Exercise passage
══════
Phase 4: You, Me and Us

September 9th, 2015 by Andy

IMG_6116For many couples, life events during the first five to nine years of their marriage can challenge their resolve to support each other’s happiness and success and that of their relationship. Whether a couple faces financial difficulties, extra-marital issues or communication breakdowns, each person in the relationship must call on their inner resources to renew their marital commitment.

In renewing their commitment to each other, a couple comes to discover that the glue that holds them together is, in fact, their commitment to each other’s happiness, success and personal development and to the growth and success of their marriage. A couple is learning to honor their values, to be true to their vision, to balance their work and family life and to be effective partners in life. It is a time when neither individual in the relationship is seriously questioning their commitment to their marriage. They have “all four feet in” in their marriage.

If you are at this stage, you have usually worked out your marital roles and household responsibilities. You are successfully meeting your individual needs and the needs of your relationship. You have gained some mastery at being able to communicate, problem solve and negotiate as you balance the demands of your work, home and community responsibilities. In short, you are learning to live in partnership together.

Couples in this phase place a higher priority on both the fulfillment of each person’s aspirations and the teamwork necessary for mutual empowerment and satisfaction. You may periodically need to re-examine your marital roles, household responsibilities and agreements in your marriage. Most importantly, you know that you are wholly responsible for your own happiness, success and personal development and committed to that of your partner.

Having put any doubts and concerns about the success and viability of your marriage behind you, you can fully participate in life, take risks together and take on bigger commitments. Attention turns to raising your children, creating family life, enhancing your careers and being involved in volunteer, church or community activities. You focus jointly on what matters most, what you are committed to and what you wish to build for your future.

Here are conversational tools that are important to in Phase 4 of a partnership marriage:

  • Transform Disempowering Perspectives. Your shared view of your life has great impact on the quality of your marriage. Whatever perspective(s) you have adopted in your lives will shape the reality you share, impact how effectively you take action and influence how satisfied you are in your marriage. You can become aware of the impact of disempowering perspectives on the quality of your marriage. By being responsible for that impact, you can create empowering perspectives through which to view your lives together, thereby gaining mastery in determining the quality of your relationship.
  • Maintain Balance. At times, you can easily feel that you have too much on your plate and not enough time in the day to get everything done. Managing all your commitments can begin to crowd out your attention to the quality of your relationship and the well-being of your marriage. Balance can be restored by identifying where you and your spouse experience having little choice and by aligning with your spouse around the commitments you are taking on as well as those you are saying “no” to.
  • Align on the Vision of Your Partnership. Alignment in a partnership marriage implies that both people are committed to moving in a direction that not only supports each other but also their relationship. Over time, you can learn to have conversations to bring alignment to the kind of lifestyle you desire, the values you share, the future you envision, the projects you create and committed action you take to realize your dreams. Being in alignment engenders trust and, like being in balance, is a mechanism for a couple to be true to their experience of partnership.
══════
(Items listed in a dataset)

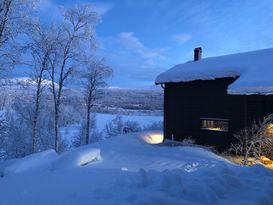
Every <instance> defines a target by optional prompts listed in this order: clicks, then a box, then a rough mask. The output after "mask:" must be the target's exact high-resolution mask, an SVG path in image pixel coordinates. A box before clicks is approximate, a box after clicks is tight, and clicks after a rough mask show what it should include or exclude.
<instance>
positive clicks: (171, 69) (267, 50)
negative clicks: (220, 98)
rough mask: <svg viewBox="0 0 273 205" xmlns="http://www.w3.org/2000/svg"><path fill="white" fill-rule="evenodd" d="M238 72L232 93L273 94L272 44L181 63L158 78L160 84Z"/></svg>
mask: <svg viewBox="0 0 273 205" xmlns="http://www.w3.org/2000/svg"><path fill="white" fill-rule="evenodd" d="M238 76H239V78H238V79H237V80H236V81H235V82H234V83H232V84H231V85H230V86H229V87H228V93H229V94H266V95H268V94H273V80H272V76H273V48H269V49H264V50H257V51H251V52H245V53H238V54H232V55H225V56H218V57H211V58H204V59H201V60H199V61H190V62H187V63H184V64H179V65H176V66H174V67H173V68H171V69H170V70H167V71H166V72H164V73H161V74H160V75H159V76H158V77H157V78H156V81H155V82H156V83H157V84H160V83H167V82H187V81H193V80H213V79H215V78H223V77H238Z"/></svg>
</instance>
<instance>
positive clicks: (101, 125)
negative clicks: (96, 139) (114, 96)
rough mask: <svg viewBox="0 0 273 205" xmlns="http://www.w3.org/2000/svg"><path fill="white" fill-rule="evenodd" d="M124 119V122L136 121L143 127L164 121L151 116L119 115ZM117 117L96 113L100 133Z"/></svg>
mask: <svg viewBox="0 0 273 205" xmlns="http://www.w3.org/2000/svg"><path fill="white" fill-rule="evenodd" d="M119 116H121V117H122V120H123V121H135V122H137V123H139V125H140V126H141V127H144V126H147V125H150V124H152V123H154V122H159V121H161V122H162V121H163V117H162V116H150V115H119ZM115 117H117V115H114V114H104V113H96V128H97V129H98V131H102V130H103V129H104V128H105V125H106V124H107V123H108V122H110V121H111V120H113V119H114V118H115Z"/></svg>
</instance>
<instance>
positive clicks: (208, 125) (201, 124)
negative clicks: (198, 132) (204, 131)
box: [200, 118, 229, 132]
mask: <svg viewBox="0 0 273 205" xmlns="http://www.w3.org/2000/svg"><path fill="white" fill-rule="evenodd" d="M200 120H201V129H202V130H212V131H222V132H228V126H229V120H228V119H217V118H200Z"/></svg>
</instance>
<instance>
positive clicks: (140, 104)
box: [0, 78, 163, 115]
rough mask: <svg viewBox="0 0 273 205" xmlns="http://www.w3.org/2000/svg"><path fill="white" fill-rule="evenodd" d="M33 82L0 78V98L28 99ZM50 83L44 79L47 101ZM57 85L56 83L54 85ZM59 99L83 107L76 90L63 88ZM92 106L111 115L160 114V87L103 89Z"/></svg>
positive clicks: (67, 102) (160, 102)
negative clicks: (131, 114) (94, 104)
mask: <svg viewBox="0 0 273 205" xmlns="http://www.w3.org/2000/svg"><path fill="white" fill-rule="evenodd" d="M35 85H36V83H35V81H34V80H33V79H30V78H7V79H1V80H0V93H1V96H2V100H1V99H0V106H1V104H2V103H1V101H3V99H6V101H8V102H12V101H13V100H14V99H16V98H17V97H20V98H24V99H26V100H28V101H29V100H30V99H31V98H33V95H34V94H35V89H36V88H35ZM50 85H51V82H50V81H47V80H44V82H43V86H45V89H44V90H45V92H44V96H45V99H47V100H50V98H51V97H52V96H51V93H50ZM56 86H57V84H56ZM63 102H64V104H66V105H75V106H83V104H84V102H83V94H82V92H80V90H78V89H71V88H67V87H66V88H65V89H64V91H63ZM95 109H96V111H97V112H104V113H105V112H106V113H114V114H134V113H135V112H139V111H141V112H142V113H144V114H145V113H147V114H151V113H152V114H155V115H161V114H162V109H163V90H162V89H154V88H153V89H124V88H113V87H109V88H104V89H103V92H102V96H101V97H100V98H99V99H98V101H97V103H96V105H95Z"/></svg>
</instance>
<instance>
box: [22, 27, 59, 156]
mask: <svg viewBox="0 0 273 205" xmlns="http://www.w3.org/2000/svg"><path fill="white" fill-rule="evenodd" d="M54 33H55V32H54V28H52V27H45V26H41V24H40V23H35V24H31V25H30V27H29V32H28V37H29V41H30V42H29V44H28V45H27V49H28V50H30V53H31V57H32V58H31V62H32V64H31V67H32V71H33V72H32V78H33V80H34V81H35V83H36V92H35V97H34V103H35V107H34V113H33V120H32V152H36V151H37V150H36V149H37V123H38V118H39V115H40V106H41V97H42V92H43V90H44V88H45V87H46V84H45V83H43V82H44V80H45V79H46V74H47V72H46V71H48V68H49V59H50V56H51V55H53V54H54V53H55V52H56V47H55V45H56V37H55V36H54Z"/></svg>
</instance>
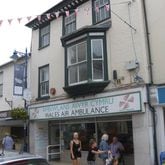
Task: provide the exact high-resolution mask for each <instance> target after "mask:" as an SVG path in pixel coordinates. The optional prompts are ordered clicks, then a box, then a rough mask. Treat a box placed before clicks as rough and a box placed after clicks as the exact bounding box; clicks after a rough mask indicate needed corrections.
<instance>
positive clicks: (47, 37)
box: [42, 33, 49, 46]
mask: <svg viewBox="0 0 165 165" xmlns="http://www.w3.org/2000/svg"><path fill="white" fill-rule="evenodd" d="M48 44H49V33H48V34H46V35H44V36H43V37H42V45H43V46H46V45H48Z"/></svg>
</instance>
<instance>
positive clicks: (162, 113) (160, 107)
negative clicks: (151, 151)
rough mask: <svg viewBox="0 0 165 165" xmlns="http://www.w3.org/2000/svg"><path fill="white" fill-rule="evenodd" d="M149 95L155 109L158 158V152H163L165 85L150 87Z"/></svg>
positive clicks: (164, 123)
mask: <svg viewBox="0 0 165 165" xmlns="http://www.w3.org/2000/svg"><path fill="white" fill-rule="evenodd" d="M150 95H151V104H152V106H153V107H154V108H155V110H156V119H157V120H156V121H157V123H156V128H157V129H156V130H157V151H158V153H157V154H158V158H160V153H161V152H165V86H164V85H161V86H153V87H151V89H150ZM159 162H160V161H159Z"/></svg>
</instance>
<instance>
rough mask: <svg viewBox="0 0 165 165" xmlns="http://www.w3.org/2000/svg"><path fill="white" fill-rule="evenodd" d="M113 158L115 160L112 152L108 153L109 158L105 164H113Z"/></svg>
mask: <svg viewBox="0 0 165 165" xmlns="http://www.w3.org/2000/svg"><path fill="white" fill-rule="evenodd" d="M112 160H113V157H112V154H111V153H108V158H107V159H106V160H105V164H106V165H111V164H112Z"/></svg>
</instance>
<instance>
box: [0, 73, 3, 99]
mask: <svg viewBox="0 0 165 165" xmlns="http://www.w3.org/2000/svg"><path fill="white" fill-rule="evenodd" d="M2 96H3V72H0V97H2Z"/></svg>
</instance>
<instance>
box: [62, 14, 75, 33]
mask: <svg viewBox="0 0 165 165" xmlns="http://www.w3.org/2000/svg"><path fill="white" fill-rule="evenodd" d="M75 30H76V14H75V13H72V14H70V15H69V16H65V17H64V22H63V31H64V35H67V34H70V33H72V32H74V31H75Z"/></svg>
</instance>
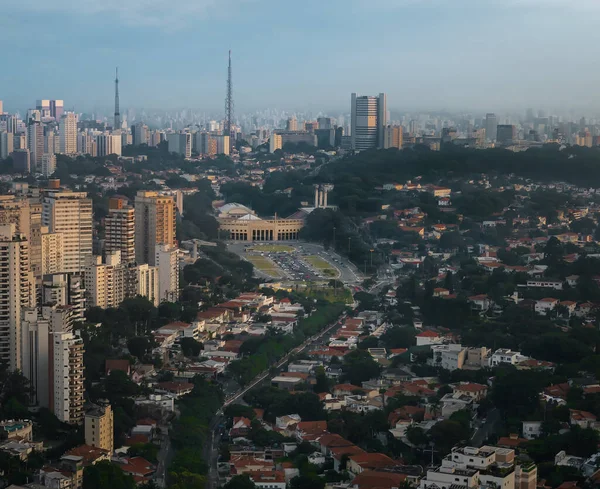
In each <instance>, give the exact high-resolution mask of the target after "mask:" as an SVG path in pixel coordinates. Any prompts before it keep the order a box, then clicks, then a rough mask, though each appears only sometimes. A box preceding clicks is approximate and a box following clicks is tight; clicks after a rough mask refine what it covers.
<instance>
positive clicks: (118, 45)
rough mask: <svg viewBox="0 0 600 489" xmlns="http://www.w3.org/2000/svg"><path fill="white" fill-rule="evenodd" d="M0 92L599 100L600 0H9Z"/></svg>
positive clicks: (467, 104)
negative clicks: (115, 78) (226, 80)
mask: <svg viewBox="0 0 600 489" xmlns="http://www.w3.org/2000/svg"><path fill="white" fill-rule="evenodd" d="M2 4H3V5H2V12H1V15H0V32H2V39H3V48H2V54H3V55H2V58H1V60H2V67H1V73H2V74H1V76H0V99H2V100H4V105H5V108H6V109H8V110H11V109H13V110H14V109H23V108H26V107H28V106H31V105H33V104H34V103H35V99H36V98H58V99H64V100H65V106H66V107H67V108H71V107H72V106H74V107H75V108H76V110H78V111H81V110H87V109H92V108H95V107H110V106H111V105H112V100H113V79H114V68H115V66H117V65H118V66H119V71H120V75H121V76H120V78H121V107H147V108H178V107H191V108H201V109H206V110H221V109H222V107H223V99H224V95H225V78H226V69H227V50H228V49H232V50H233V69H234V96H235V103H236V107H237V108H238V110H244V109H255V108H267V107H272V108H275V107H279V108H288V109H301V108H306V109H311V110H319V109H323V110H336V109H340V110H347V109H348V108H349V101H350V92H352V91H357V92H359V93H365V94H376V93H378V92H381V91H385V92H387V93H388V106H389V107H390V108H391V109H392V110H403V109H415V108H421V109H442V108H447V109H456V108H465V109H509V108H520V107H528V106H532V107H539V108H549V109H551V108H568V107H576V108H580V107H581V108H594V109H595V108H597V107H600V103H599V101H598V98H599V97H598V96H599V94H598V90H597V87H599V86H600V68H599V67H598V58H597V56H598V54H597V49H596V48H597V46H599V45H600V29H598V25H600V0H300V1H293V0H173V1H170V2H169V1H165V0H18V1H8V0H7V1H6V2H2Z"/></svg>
══════
Tasks
a - Write out the Phase 4 article from "September 9th, 2015" up to and including "their marital commitment.", switching "financial difficulties" to "money troubles".
b - Answer these questions using the Phase 4 article.
(i) On what date was the article posted?
(ii) During which years of marriage can life events challenge a couple's resolve, according to the article?
(iii) What phrase in quotation marks describes a couple in this phase?
These rows have no connection to the Phase 4 article.

Completed exercise
a -
September 9th, 2015 by Andy

IMG_6116For many couples, life events during the first five to nine years of their marriage can challenge their resolve to support each other’s happiness and success and that of their relationship. Whether a couple faces money troubles, extra-marital issues or communication breakdowns, each person in the relationship must call on their inner resources to renew their marital commitment.

b -
(i) September 9th, 2015
(ii) The first five to nine years
(iii) "all four feet in"